(Stored records)

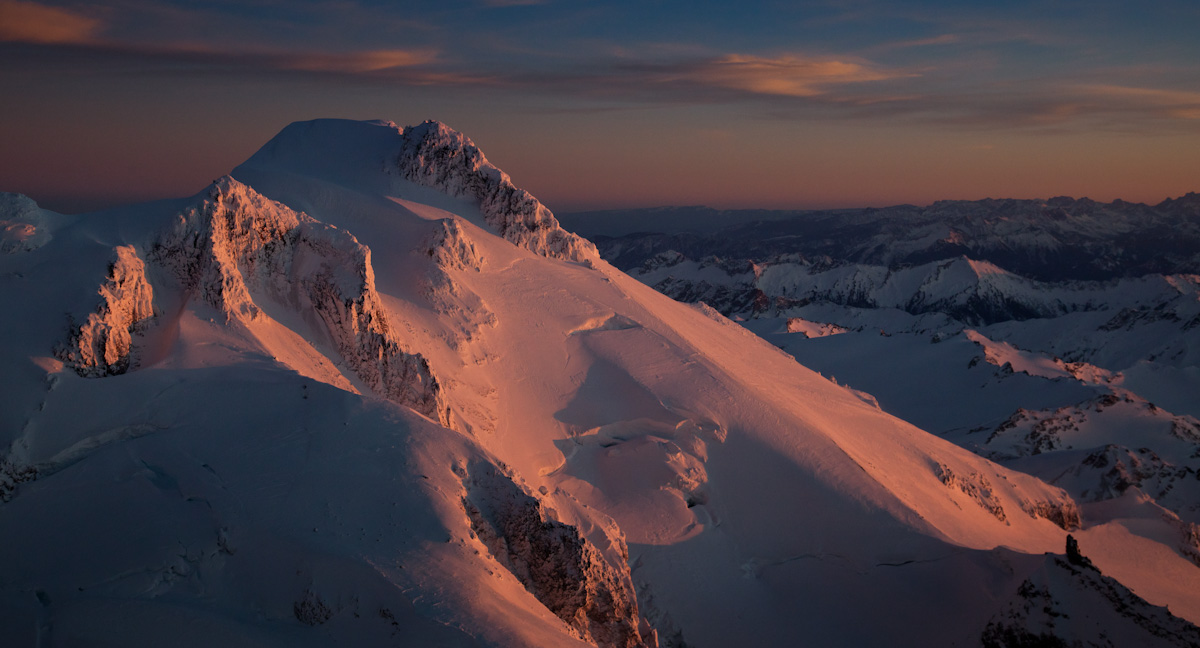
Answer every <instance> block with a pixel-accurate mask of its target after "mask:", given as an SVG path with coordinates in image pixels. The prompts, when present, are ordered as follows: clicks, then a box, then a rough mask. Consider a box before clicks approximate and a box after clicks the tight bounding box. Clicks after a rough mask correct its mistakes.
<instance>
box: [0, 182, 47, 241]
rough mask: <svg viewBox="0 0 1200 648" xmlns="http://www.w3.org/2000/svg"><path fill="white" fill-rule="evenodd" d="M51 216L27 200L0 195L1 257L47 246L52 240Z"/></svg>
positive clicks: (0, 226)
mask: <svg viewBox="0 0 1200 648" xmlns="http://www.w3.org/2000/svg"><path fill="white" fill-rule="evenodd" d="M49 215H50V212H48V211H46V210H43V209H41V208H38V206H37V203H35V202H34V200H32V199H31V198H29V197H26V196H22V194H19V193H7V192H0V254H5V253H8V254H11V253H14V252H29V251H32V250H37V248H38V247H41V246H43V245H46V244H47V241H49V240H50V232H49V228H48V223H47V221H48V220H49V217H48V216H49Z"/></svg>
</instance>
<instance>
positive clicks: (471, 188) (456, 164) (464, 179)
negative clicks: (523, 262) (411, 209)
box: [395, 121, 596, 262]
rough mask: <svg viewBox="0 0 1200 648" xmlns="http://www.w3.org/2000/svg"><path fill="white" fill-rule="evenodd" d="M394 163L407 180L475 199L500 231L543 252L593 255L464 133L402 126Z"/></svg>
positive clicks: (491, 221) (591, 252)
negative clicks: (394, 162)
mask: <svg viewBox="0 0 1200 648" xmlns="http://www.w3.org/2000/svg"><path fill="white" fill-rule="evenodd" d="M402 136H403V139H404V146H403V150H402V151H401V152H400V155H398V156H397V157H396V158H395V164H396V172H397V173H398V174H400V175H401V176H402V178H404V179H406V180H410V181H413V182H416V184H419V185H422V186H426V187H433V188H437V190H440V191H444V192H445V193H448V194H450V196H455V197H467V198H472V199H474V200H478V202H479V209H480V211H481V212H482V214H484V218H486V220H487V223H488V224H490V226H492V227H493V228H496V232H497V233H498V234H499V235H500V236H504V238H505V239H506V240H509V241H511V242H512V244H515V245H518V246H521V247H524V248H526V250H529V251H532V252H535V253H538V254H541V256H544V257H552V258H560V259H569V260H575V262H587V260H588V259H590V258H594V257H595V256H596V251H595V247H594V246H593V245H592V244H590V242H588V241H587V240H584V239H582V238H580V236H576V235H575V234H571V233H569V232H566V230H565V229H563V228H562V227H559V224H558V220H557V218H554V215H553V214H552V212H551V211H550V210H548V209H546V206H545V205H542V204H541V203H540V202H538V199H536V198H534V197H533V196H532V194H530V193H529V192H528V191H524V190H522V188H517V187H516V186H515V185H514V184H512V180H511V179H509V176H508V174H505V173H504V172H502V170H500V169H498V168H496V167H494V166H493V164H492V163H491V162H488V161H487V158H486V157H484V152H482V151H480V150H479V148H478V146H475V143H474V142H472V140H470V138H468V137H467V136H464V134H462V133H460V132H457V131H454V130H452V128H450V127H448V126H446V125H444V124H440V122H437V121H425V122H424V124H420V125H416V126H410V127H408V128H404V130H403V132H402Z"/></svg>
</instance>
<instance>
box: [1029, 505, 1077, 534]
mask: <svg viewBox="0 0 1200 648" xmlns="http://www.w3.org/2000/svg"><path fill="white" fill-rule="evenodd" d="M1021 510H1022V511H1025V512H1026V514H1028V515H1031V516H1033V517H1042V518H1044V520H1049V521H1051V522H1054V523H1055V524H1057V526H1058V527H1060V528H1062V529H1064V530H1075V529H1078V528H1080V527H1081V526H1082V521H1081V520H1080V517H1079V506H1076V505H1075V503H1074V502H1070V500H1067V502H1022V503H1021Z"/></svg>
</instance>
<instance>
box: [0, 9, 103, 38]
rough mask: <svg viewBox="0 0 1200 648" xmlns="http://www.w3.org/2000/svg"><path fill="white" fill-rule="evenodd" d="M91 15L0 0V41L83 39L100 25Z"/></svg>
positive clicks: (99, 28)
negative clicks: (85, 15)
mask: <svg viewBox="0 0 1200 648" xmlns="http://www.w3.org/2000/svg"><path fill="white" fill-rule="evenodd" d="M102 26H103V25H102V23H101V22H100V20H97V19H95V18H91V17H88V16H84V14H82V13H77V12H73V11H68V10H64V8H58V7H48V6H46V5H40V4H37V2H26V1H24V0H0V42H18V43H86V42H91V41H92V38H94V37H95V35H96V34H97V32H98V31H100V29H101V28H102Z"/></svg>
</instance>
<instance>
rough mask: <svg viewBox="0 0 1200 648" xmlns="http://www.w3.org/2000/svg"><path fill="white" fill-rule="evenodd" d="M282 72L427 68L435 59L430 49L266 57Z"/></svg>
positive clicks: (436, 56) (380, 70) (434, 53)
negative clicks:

Exercise directions: An exact copy of the entries, without any pictures, is what the answer should be.

Exercise answer:
Answer every <instance> block with a pixel-accurate mask of its target after "mask:", given as an SVG path with coordinates in image pixels. The prompts, when present, are ordered as follows: clicks, then a box, then a rough mask. Consider a box before clicks approximate and a box after clicks the tight bounding box. Clicks after a rough mask correct its mistakes.
<instance>
box: [0, 182, 47, 241]
rough mask: <svg viewBox="0 0 1200 648" xmlns="http://www.w3.org/2000/svg"><path fill="white" fill-rule="evenodd" d="M51 216L27 200L0 195L1 257L47 246L52 240Z"/></svg>
positive clicks: (0, 226)
mask: <svg viewBox="0 0 1200 648" xmlns="http://www.w3.org/2000/svg"><path fill="white" fill-rule="evenodd" d="M49 215H50V212H48V211H46V210H43V209H41V208H38V206H37V203H35V202H34V200H32V199H31V198H29V197H26V196H22V194H19V193H7V192H0V254H5V253H8V254H11V253H14V252H29V251H32V250H37V248H38V247H41V246H43V245H46V244H47V241H49V240H50V232H49V228H48V223H47V221H48V220H49V217H48V216H49Z"/></svg>
</instance>
<instance>
positive clicks: (471, 188) (456, 164) (464, 179)
negative clicks: (523, 262) (411, 209)
box: [395, 121, 596, 262]
rough mask: <svg viewBox="0 0 1200 648" xmlns="http://www.w3.org/2000/svg"><path fill="white" fill-rule="evenodd" d="M394 163L407 180L475 199L500 231L543 252L593 255L464 133L402 126Z"/></svg>
positive clicks: (491, 221) (591, 252)
negative clicks: (394, 162)
mask: <svg viewBox="0 0 1200 648" xmlns="http://www.w3.org/2000/svg"><path fill="white" fill-rule="evenodd" d="M402 136H403V139H404V146H403V150H402V151H401V152H400V155H398V156H397V157H396V158H395V164H396V172H397V173H398V174H400V175H401V176H402V178H404V179H406V180H410V181H413V182H416V184H419V185H422V186H426V187H433V188H437V190H440V191H444V192H445V193H448V194H450V196H455V197H467V198H472V199H474V200H478V202H479V209H480V211H481V212H482V214H484V218H486V220H487V223H488V224H490V226H492V227H493V228H496V232H497V233H498V234H499V235H500V236H504V238H505V239H506V240H509V241H511V242H512V244H515V245H518V246H521V247H524V248H526V250H529V251H532V252H535V253H538V254H541V256H544V257H552V258H560V259H569V260H575V262H587V260H588V259H590V258H594V257H595V256H596V251H595V247H594V246H593V245H592V244H590V242H588V241H587V240H584V239H582V238H580V236H576V235H575V234H571V233H569V232H566V230H565V229H563V228H562V227H559V224H558V220H557V218H554V215H553V214H552V212H551V211H550V210H548V209H546V206H545V205H542V204H541V203H540V202H538V199H536V198H534V197H533V196H532V194H530V193H529V192H528V191H524V190H522V188H517V187H516V186H515V185H514V184H512V180H511V179H509V176H508V174H505V173H504V172H502V170H500V169H498V168H496V167H494V166H493V164H492V163H491V162H488V161H487V158H486V157H484V152H482V151H480V150H479V148H478V146H475V143H474V142H472V140H470V138H468V137H467V136H464V134H462V133H460V132H457V131H454V130H452V128H450V127H448V126H446V125H444V124H440V122H437V121H425V122H424V124H420V125H416V126H410V127H408V128H404V130H403V132H402Z"/></svg>
</instance>
<instance>
box: [1029, 505, 1077, 534]
mask: <svg viewBox="0 0 1200 648" xmlns="http://www.w3.org/2000/svg"><path fill="white" fill-rule="evenodd" d="M1021 510H1022V511H1025V512H1026V514H1028V515H1031V516H1033V517H1042V518H1044V520H1049V521H1051V522H1054V523H1055V524H1057V526H1058V527H1060V528H1062V529H1064V530H1075V529H1078V528H1080V527H1081V526H1082V521H1081V520H1080V517H1079V506H1076V505H1075V503H1074V502H1070V500H1067V502H1022V503H1021Z"/></svg>
</instance>
<instance>
box: [0, 9, 103, 38]
rough mask: <svg viewBox="0 0 1200 648" xmlns="http://www.w3.org/2000/svg"><path fill="white" fill-rule="evenodd" d="M91 15L0 0V41L83 39L100 25Z"/></svg>
positive clicks: (99, 28)
negative clicks: (85, 15)
mask: <svg viewBox="0 0 1200 648" xmlns="http://www.w3.org/2000/svg"><path fill="white" fill-rule="evenodd" d="M102 26H103V25H102V23H101V22H100V20H97V19H95V18H91V17H88V16H84V14H82V13H77V12H73V11H68V10H64V8H58V7H48V6H46V5H40V4H37V2H26V1H24V0H0V42H18V43H86V42H91V41H92V38H94V37H95V35H96V34H97V32H98V31H100V29H101V28H102Z"/></svg>
</instance>
<instance>
rough mask: <svg viewBox="0 0 1200 648" xmlns="http://www.w3.org/2000/svg"><path fill="white" fill-rule="evenodd" d="M282 72L427 68L435 59L430 49L266 57Z"/></svg>
positive clicks: (436, 56) (380, 70) (434, 53)
negative clicks:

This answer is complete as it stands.